Would you copy out, exactly as written, each line from the one containing "# paths use fill-rule evenodd" to the end of the records below?

━━━ Extracted material

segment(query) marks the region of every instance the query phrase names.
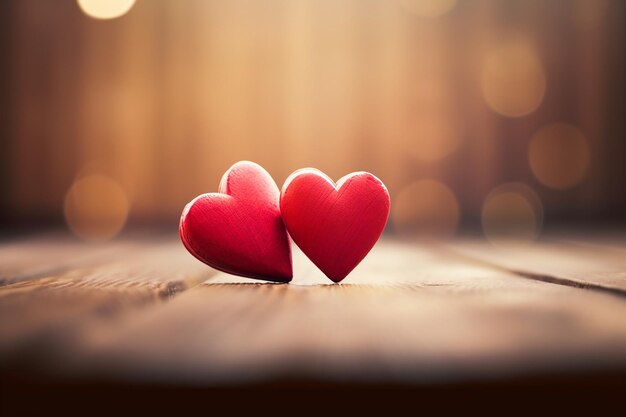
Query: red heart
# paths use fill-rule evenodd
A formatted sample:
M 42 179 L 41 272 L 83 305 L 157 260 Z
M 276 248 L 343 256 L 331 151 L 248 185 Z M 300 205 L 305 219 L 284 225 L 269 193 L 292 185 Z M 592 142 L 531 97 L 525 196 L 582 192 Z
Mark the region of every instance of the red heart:
M 287 231 L 334 282 L 346 277 L 372 249 L 389 217 L 389 193 L 378 178 L 355 172 L 337 185 L 317 169 L 287 179 L 280 212 Z
M 193 199 L 180 218 L 180 238 L 207 265 L 230 274 L 289 282 L 289 236 L 280 216 L 280 193 L 261 166 L 237 162 L 218 193 Z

━━━━━━

• **Response**
# paths use fill-rule evenodd
A formatted sample:
M 42 179 L 41 272 L 83 305 L 157 260 Z
M 276 248 L 343 256 L 331 151 L 248 185 Z M 300 205 L 305 219 L 284 225 L 269 193 L 292 185 Z M 592 142 L 531 97 L 525 196 L 582 192 Z
Mark the region of every instance of the red heart:
M 287 231 L 334 282 L 346 277 L 372 249 L 389 217 L 389 193 L 378 178 L 355 172 L 337 185 L 317 169 L 287 179 L 280 212 Z
M 193 199 L 180 218 L 180 238 L 207 265 L 230 274 L 289 282 L 289 236 L 280 216 L 280 193 L 261 166 L 237 162 L 218 193 Z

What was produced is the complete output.